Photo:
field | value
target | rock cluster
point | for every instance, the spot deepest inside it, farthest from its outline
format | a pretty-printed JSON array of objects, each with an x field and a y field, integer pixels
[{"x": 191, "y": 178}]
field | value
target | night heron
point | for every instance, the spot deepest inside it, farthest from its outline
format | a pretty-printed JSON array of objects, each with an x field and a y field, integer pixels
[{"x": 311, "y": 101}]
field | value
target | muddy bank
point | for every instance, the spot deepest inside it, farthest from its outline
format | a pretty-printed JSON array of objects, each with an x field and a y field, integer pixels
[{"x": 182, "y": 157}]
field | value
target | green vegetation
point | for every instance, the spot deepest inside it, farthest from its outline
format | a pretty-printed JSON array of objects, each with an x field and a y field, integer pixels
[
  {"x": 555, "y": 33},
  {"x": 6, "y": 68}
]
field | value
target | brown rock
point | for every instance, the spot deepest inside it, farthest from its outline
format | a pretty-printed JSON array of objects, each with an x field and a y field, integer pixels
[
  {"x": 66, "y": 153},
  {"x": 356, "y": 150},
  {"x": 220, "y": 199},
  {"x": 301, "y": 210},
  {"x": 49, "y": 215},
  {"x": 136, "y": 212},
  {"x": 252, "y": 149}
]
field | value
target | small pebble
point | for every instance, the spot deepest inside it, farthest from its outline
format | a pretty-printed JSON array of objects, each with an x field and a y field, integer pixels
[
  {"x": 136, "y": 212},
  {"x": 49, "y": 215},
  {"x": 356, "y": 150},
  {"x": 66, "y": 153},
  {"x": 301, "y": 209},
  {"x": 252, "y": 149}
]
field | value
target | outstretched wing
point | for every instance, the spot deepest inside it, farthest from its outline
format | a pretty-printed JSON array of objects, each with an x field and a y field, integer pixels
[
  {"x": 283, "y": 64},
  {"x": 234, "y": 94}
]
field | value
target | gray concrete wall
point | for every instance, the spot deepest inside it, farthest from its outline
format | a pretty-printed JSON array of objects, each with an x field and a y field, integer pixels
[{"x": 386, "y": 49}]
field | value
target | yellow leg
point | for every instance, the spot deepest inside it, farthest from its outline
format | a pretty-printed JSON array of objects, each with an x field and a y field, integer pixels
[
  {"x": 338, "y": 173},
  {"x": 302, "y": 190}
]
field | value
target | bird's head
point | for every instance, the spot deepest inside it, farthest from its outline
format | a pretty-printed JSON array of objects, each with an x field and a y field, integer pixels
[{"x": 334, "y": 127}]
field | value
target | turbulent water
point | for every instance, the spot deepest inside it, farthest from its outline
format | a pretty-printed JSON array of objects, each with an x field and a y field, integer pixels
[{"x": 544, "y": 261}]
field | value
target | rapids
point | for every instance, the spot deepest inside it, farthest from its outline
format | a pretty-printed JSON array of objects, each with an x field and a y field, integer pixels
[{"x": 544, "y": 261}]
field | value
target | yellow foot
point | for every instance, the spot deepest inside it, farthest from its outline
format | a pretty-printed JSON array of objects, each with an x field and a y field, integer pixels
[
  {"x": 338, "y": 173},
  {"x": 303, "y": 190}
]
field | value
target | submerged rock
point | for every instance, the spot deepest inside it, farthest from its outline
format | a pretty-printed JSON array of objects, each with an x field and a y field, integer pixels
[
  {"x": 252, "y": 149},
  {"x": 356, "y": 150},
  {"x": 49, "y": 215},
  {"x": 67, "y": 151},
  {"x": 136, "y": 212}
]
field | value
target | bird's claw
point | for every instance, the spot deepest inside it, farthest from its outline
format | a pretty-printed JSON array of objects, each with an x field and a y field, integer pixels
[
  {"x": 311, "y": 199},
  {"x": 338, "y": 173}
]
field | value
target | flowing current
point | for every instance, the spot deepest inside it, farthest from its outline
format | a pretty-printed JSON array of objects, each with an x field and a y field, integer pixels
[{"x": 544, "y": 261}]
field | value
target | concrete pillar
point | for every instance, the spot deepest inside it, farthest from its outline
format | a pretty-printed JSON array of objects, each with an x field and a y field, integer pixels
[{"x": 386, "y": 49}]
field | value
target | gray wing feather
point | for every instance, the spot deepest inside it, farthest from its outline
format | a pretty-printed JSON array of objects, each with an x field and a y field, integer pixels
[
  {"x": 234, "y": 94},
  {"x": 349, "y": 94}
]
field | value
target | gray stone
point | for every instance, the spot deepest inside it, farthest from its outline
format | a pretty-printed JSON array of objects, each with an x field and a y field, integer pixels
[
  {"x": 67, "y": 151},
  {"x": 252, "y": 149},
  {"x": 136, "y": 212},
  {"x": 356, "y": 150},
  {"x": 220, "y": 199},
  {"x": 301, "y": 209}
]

..........

Above are the records; retype them all without a single difference.

- _Output of the task_:
Photo:
field | value
target | rock cluster
point | for every instance, the spot deepest inside it, farthest from its outline
format | a pretty-printed JSON array of objects, each with an x field and a y field, integer pixels
[{"x": 191, "y": 178}]
field | value
target | night heron
point | for every instance, the spot deepest inside it, farthest from its outline
format | a pretty-printed JSON array of objects, each with an x field and a y field, integer pixels
[{"x": 311, "y": 101}]
field | value
target | muddy bank
point | for every instance, the spot deepest inside it, farthest from its outline
format | a pretty-printed JSON array of objects, each with an x field and a y field, integer pixels
[{"x": 182, "y": 157}]
field | value
target | green vegetation
point | for every instance, the spot deepest inside it, farthest from its outline
format | a pretty-printed JSON array of objects, each with an x field and a y field, integer pixels
[
  {"x": 555, "y": 33},
  {"x": 6, "y": 68}
]
field | value
target | brown rock
point | for every instance, the spot deepest inside it, farthest from its outline
format | a pretty-printed JSON array of objects, each with an x field and a y field, integer pixels
[
  {"x": 66, "y": 153},
  {"x": 356, "y": 150},
  {"x": 220, "y": 199},
  {"x": 301, "y": 210},
  {"x": 49, "y": 215},
  {"x": 136, "y": 212},
  {"x": 252, "y": 149}
]
field | value
target | small pebble
point | for every instance, the spot deepest inside it, farthest from its outline
format | a pretty-printed JSON array of objects, each with an x field and a y field, integer pixels
[
  {"x": 136, "y": 212},
  {"x": 49, "y": 215},
  {"x": 356, "y": 150},
  {"x": 66, "y": 153},
  {"x": 301, "y": 209},
  {"x": 252, "y": 149}
]
field | value
target | outstretched wing
point | for every instance, the spot deepest inside it, farthest from its outline
format | a pretty-printed JSON array of objects, each with an x field and a y field, integer pixels
[
  {"x": 283, "y": 64},
  {"x": 234, "y": 94}
]
field | value
target | gray concrete wall
point | for every instance, the spot deepest inside it, farthest from its outline
format | a pretty-printed JSON array of objects, each with an x field and a y field, integer pixels
[{"x": 386, "y": 49}]
field | value
target | yellow leg
point | for every instance, the spot deepest inside it, farthest from its outline
format | a pretty-printed JSON array of objects, each with an x field and a y field, integer pixels
[
  {"x": 338, "y": 173},
  {"x": 302, "y": 190}
]
field | value
target | bird's head
point | for every instance, the spot deepest inside it, farthest from its outline
format | a pretty-printed JSON array of objects, each with an x field and a y field, integer pixels
[{"x": 334, "y": 127}]
field | value
target | turbulent water
point | for every instance, the spot deepest inside it, farthest from its outline
format | a pretty-printed JSON array of objects, each with an x field and a y field, integer pixels
[{"x": 544, "y": 261}]
field | value
target | rapids
point | for every instance, the spot deepest inside it, farthest from its outline
format | a pretty-printed JSON array of objects, each with an x field and a y field, integer pixels
[{"x": 544, "y": 261}]
field | value
target | yellow foot
point | for every instance, the spot deepest inside it, farthest from its outline
format | a pretty-printed JSON array of objects, each with an x field and a y field, integer pixels
[
  {"x": 338, "y": 173},
  {"x": 303, "y": 190}
]
field | value
target | submerged rock
point | for every instance, the spot deepest inside it, farthest from its outline
format | a pretty-printed JSON array of objects, each with an x field and a y field, integer pixels
[
  {"x": 252, "y": 149},
  {"x": 356, "y": 150},
  {"x": 49, "y": 215},
  {"x": 67, "y": 151},
  {"x": 136, "y": 212}
]
field | value
target | bird's claw
point | for every instance, the spot deepest inside it, farthest from its outline
format | a pretty-printed JSON array of objects, each with an x field and a y field, integer pixels
[
  {"x": 311, "y": 199},
  {"x": 338, "y": 173}
]
field | value
target | flowing current
point | for every instance, the spot deepest inside it, farthest from its outline
format | a pretty-printed JSON array of objects, each with an x field and a y field, integer pixels
[{"x": 544, "y": 261}]
field | value
target | concrete pillar
point | for every instance, the spot deepest inside it, farthest from its outline
format | a pretty-printed JSON array of objects, each with an x field and a y field, integer pixels
[{"x": 386, "y": 49}]
field | value
target | gray wing feather
point | for every instance, the spot deepest inside it, farthest from its outline
format | a pretty-printed JSON array of objects, each with an x field and a y field, integer pixels
[
  {"x": 234, "y": 94},
  {"x": 349, "y": 94}
]
field | value
target | gray stone
point | for every instance, the spot deepest inside it, farthest from its outline
format | a pretty-printed JSON array of objects, each with an x field and a y field, integer pixels
[
  {"x": 67, "y": 151},
  {"x": 252, "y": 149},
  {"x": 136, "y": 212},
  {"x": 356, "y": 150},
  {"x": 220, "y": 199},
  {"x": 301, "y": 209}
]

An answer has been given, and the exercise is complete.